• PROBLEM DETAILS: Return the record lines unchanged, starting at the line that has "grass lawn ->" and ending after the line that has "Outline every instance of the grass lawn.". Leave the pictures out of your answer.

• EXERCISE MATERIAL:

━━━━━━━━

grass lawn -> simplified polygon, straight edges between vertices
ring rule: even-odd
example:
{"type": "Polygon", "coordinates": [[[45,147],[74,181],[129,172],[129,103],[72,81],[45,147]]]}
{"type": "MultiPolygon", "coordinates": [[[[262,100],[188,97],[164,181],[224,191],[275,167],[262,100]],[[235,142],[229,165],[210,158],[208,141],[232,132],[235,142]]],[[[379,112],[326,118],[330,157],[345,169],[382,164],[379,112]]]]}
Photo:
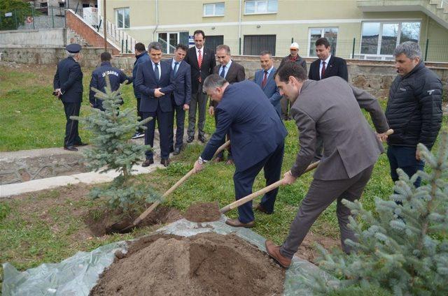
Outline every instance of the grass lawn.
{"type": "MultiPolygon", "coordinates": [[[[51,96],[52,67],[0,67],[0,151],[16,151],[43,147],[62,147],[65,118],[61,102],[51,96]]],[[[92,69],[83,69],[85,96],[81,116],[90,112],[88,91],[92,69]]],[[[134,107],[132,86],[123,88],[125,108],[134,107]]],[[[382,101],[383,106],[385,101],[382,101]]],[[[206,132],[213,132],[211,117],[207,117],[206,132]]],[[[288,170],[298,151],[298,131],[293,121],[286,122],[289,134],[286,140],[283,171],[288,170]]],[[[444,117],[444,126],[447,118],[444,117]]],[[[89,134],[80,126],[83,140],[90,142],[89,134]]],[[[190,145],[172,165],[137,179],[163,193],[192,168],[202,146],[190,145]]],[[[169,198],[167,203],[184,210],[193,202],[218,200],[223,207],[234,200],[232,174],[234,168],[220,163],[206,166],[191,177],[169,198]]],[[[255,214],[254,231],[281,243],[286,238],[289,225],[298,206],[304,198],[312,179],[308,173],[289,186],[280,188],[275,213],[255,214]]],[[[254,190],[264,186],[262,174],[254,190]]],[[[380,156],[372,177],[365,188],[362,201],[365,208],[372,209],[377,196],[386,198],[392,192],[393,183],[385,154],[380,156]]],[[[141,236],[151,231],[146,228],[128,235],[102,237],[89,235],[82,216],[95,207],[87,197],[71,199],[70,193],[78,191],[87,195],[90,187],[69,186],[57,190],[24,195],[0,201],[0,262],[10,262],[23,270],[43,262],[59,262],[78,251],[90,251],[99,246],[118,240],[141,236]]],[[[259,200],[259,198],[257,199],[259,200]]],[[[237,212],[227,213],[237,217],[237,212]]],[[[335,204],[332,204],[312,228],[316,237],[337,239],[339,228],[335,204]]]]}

━━━━━━━━

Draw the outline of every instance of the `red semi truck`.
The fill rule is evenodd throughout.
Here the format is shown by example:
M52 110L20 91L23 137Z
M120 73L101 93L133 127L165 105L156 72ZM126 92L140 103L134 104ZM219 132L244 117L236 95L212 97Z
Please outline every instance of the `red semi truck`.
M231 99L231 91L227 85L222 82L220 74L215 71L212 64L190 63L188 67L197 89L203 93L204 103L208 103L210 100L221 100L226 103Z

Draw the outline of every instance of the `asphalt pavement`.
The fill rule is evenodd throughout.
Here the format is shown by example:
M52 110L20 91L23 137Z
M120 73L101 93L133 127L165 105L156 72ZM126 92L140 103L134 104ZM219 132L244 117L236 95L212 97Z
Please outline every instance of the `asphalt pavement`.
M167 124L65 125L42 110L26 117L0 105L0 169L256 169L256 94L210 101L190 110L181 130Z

━━━━━━━━

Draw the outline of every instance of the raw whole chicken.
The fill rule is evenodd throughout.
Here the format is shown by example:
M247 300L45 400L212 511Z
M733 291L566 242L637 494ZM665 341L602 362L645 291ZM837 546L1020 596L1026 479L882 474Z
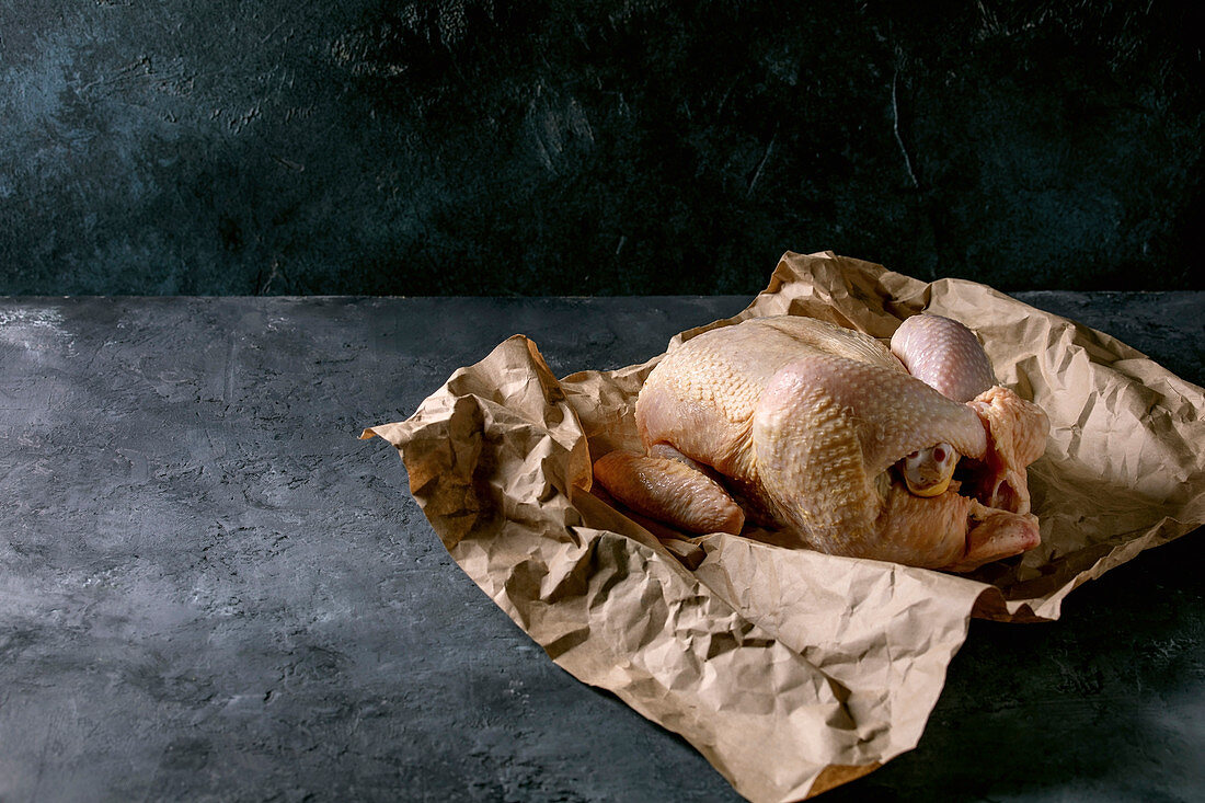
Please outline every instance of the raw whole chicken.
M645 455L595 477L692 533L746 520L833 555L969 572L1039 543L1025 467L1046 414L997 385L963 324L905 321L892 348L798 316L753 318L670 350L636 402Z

━━━━━━━━

• WRITTEN REPLY:
grass lawn -> simplified polygon, straight edges between vertices
ring rule: even-odd
example:
{"type": "Polygon", "coordinates": [[[45,147],[74,181],[129,172],[129,103],[72,81],[45,147]]]}
{"type": "MultiPolygon", "coordinates": [[[[262,100],[188,97],[164,181],[224,191],[275,167],[262,100]],[[235,142],[229,165],[210,158],[208,141],[232,132],[235,142]]],[[[379,112],[326,118],[330,157],[345,169],[382,164],[379,112]]]]}
Photo:
Outline every instance of the grass lawn.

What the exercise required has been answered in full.